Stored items

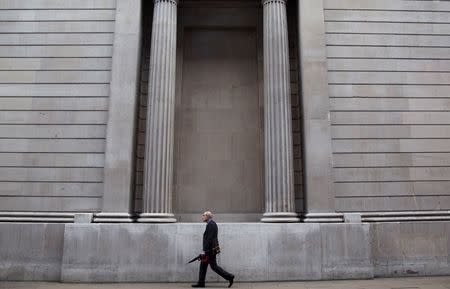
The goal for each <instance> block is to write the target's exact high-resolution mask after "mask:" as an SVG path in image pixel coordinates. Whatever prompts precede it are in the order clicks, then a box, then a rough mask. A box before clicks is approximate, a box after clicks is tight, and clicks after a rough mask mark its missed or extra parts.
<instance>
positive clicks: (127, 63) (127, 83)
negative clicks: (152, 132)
mask: <svg viewBox="0 0 450 289" xmlns="http://www.w3.org/2000/svg"><path fill="white" fill-rule="evenodd" d="M140 28H141V1H140V0H133V1H129V0H119V1H117V8H116V26H115V32H114V46H113V48H114V50H113V62H112V72H111V73H112V77H111V86H110V87H111V95H110V102H109V117H108V124H107V134H106V150H105V168H104V175H105V177H104V191H103V204H102V214H101V215H98V217H99V219H101V220H102V221H104V222H120V221H123V222H126V221H129V220H130V218H129V214H130V213H131V210H132V194H133V182H134V158H135V150H134V148H135V146H134V144H135V137H136V114H137V112H136V107H137V93H138V84H139V83H138V78H139V77H138V75H139V62H140V51H141V49H140V47H141V41H140V40H141V30H140Z"/></svg>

## Problem to solve
Reproduce every line of the records above without changing a character, but leave out the pictures.

## Written answer
The goal for each <instance> block is to write the target's exact high-resolution mask after "mask:" as an SVG path in image pixel coordinates. Whatever prompts precede it are in the order clicks, then a box, then a rough mask. A box before clicks is approximate, a box after clicks is tight, and clicks after a rough mask mark its missed or extra parts.
<instance>
positive clicks: (127, 63) (127, 83)
negative clicks: (152, 132)
mask: <svg viewBox="0 0 450 289" xmlns="http://www.w3.org/2000/svg"><path fill="white" fill-rule="evenodd" d="M140 28H141V1H140V0H133V1H129V0H119V1H117V8H116V26H115V32H114V46H113V48H114V50H113V62H112V72H111V73H112V77H111V86H110V87H111V95H110V102H109V117H108V124H107V134H106V150H105V168H104V175H105V177H104V191H103V204H102V214H101V215H98V217H99V219H101V220H102V221H104V222H120V221H123V222H126V221H129V220H130V218H129V214H130V213H131V210H132V194H133V182H134V158H135V150H134V148H135V146H134V144H135V137H136V114H137V112H136V107H137V93H138V84H139V83H138V78H139V77H138V75H139V62H140V51H141V49H140V47H141V41H140V40H141V30H140Z"/></svg>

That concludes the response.